▶ **Written task**
Take the line that contains "the bird's tail" as the first line and the last line of the material below as the final one; reproduce exactly the lines between, inclusive.
**** Data provided ****
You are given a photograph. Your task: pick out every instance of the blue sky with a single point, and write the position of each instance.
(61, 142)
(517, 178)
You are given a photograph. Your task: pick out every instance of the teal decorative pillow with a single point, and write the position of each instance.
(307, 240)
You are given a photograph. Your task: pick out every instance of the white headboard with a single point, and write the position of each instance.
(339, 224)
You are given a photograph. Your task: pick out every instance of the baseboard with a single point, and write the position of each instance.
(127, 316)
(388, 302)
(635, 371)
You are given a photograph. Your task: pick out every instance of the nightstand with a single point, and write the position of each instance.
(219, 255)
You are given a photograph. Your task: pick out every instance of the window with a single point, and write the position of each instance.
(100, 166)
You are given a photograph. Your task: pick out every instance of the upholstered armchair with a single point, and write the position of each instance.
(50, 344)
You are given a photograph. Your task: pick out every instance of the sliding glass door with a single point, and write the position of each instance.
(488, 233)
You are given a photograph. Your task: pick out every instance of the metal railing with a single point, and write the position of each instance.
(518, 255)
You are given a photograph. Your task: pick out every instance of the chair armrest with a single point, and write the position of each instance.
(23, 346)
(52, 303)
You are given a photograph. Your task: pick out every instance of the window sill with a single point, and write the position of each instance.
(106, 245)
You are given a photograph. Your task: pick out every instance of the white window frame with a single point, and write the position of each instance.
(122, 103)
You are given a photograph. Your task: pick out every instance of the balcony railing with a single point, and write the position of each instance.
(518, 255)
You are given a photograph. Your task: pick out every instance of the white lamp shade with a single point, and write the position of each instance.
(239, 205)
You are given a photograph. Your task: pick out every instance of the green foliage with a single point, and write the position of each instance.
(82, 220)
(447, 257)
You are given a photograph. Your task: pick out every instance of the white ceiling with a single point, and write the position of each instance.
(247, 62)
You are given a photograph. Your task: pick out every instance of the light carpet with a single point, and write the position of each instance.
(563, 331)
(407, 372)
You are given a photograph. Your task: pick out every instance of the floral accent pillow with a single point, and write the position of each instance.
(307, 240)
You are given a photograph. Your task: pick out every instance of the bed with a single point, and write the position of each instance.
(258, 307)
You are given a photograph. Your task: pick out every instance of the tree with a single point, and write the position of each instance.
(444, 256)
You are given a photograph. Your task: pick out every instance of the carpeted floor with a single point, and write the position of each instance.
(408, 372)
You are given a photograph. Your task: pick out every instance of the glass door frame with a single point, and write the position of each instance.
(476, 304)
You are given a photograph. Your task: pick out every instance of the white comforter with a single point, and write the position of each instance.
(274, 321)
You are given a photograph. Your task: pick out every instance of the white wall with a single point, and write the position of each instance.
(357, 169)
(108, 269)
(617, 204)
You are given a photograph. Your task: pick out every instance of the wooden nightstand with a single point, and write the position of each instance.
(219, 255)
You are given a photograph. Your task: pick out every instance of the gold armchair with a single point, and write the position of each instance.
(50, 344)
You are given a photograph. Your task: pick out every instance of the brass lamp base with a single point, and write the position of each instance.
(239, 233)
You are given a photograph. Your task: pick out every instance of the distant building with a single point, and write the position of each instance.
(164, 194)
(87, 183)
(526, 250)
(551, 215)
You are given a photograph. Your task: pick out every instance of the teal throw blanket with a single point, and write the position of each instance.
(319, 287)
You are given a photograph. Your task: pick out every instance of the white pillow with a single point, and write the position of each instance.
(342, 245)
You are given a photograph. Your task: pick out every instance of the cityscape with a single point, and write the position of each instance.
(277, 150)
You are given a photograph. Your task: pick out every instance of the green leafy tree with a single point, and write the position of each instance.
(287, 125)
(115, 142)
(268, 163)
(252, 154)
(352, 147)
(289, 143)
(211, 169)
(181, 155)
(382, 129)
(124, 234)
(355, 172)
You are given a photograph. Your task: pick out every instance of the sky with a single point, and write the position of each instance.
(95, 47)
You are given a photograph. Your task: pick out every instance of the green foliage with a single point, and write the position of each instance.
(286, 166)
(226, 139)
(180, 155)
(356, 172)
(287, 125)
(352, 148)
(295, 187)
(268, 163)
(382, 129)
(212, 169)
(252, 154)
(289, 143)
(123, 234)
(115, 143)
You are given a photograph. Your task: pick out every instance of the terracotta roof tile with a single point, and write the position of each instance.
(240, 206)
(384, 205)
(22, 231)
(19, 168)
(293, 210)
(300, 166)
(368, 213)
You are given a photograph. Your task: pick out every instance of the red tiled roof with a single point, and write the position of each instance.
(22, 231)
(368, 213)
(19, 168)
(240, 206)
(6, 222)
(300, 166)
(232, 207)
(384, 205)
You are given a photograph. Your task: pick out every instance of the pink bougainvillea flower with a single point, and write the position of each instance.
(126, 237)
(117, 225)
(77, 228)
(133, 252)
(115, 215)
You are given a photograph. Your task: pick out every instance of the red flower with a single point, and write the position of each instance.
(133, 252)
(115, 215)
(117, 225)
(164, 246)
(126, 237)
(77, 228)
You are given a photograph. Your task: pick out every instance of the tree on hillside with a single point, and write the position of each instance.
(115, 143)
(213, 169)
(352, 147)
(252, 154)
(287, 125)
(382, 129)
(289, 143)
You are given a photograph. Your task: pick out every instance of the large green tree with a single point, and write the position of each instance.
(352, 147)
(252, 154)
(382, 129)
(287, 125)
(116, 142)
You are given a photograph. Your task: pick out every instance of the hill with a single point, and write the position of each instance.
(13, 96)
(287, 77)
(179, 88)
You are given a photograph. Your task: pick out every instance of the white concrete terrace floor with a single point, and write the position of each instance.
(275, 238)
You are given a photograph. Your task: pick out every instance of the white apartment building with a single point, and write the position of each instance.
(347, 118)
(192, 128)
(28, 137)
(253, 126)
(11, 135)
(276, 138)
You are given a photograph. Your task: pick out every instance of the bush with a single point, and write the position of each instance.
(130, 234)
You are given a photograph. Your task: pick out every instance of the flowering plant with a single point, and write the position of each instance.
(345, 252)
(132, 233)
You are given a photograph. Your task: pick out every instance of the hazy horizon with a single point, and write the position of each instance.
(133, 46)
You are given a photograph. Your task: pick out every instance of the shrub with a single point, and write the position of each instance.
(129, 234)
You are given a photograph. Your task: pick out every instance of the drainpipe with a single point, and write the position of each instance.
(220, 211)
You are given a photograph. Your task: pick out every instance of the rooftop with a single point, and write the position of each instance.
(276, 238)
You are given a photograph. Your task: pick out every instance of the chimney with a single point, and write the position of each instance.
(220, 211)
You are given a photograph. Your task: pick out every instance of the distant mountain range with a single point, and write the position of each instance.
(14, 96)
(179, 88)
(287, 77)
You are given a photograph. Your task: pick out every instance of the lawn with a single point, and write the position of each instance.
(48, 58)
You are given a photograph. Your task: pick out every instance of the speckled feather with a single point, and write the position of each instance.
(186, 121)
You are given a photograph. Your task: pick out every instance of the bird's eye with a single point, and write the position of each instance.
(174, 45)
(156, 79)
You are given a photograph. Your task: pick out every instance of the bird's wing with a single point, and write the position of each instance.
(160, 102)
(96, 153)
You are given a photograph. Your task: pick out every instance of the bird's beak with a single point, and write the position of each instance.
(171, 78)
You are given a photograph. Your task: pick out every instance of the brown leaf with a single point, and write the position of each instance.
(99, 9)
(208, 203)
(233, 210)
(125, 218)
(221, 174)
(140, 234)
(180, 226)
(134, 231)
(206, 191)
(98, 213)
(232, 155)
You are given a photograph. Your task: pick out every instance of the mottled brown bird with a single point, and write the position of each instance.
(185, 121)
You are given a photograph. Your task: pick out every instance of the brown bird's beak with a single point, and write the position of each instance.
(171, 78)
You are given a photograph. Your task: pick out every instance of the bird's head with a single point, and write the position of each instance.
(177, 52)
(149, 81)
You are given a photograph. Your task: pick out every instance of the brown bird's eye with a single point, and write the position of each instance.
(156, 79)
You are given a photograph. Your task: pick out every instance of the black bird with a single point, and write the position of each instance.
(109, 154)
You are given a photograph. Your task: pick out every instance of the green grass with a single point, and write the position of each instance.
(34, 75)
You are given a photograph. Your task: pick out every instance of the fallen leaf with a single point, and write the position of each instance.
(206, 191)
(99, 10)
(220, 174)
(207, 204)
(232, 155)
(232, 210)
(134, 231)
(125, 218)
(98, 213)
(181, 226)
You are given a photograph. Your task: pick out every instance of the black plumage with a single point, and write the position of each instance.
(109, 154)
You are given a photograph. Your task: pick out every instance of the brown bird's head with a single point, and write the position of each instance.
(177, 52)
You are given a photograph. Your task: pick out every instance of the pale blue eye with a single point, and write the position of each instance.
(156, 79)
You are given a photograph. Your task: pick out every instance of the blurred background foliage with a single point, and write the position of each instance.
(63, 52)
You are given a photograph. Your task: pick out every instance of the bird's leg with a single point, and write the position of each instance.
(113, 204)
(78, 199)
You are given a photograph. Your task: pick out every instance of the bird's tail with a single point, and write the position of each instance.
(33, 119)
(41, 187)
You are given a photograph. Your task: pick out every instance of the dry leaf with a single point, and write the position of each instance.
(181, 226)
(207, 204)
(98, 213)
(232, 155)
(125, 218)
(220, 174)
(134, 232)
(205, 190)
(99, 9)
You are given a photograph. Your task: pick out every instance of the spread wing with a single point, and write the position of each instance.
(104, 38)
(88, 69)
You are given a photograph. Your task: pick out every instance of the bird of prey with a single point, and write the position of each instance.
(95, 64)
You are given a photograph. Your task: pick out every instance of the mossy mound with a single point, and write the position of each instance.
****
▶ **Full response**
You are given a photograph. Your task: pick out every instance of the bird's tail with a single point, and write the position of each instance.
(33, 119)
(41, 187)
You are given a photograph. Your task: pick out every instance of the dry leaf with a single point, and write the position of each instance.
(181, 226)
(207, 204)
(98, 213)
(232, 155)
(125, 218)
(220, 174)
(134, 232)
(205, 190)
(99, 9)
You are given a photograph. Your task: pick out every instance of the spread wing with a single point, and write the position of each instance.
(104, 38)
(88, 69)
You are given a photograph. Your task: pick out every instance of the bird of prey with a single point, and write the position of each instance.
(95, 64)
You are given a photograph. Your task: pick out every instance of the mossy mound with a single point, and write the position of each instance.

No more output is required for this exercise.